**Problem requirements:** Pick out each line of the records below that contains the string "bare" and copy those lines. Uppercase and lowercase letters count as different.

(Raw records)

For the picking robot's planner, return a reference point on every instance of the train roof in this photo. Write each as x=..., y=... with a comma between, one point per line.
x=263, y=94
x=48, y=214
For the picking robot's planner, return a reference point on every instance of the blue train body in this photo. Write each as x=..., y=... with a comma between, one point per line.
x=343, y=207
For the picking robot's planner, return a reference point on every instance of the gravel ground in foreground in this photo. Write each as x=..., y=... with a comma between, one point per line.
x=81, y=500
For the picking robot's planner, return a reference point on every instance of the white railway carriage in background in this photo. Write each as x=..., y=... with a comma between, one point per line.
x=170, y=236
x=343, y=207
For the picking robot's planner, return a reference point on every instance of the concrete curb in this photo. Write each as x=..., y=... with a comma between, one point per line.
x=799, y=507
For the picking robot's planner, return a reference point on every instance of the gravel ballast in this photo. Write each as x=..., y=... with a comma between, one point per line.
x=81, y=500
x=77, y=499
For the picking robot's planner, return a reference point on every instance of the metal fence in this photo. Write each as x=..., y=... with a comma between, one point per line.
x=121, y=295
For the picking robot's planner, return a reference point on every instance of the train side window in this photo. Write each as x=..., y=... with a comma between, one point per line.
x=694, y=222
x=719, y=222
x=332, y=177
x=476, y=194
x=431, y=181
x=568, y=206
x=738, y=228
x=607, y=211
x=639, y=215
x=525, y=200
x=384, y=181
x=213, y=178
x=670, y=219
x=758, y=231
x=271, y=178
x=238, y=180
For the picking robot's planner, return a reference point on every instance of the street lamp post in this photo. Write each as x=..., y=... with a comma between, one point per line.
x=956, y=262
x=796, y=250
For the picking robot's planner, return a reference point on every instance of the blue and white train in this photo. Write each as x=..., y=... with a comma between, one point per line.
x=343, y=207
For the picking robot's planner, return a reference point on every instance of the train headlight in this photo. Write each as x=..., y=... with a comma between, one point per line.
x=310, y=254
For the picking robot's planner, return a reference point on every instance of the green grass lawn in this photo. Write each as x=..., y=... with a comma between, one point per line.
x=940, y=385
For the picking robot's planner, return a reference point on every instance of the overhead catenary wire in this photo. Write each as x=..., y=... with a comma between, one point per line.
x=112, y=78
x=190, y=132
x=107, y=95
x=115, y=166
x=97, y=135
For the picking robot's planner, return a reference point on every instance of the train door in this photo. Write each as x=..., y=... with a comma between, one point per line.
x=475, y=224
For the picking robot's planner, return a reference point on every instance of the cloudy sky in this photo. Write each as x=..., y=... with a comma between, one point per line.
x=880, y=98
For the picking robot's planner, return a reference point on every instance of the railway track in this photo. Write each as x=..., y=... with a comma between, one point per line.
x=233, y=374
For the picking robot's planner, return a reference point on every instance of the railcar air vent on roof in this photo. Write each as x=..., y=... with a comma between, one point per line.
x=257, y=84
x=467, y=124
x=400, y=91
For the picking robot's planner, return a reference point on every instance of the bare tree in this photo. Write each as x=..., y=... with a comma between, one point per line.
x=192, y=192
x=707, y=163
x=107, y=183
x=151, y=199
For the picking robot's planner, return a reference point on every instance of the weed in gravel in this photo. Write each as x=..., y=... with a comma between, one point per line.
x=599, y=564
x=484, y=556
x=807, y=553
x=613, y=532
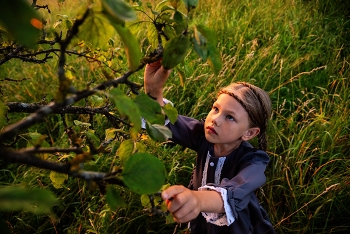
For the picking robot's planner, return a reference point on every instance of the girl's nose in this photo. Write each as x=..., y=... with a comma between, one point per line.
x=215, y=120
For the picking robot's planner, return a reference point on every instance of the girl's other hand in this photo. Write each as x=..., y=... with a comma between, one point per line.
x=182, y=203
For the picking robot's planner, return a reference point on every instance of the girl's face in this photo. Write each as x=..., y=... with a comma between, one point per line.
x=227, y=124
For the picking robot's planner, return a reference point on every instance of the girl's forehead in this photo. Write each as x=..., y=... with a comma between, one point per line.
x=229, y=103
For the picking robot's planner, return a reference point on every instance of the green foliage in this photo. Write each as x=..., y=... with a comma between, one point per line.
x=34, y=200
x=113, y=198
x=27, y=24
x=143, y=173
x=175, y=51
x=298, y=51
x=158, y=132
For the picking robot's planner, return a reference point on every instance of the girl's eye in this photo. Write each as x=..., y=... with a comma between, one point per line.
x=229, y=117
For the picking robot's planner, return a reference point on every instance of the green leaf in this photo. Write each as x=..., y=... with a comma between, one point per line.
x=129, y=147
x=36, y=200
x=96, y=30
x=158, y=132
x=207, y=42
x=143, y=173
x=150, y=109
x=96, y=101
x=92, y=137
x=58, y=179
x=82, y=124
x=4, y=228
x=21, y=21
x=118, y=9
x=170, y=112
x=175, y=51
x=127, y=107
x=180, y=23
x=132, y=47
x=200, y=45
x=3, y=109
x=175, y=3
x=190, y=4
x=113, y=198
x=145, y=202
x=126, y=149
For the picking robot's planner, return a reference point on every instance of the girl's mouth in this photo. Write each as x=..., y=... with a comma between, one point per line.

...

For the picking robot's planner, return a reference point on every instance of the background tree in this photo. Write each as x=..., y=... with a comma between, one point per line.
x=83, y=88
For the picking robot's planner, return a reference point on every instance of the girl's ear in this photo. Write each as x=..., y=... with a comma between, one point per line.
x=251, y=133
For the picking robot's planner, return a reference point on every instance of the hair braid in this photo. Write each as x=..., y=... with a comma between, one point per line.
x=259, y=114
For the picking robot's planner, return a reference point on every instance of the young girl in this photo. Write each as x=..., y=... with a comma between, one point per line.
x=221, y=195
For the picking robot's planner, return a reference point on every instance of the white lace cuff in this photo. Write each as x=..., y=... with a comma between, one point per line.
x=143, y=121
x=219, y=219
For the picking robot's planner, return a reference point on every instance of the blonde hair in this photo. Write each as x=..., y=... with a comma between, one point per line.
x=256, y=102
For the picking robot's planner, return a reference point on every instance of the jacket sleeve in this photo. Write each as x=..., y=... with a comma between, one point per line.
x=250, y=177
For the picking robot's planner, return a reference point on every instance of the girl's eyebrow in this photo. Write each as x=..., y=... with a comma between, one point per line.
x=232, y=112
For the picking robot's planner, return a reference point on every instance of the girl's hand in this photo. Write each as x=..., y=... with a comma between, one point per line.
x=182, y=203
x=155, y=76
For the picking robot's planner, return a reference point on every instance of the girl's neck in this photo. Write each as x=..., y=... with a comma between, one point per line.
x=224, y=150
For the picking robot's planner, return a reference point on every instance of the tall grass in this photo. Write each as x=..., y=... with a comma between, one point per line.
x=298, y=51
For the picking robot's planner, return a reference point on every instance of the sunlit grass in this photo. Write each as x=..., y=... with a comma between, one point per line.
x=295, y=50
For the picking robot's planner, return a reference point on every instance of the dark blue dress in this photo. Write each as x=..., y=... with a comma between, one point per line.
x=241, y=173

**Final result:**
For the picking robot's planner, return a reference point on every instance of the bare tree in this photo. Write each as x=..., y=... with a comma between, one point per line.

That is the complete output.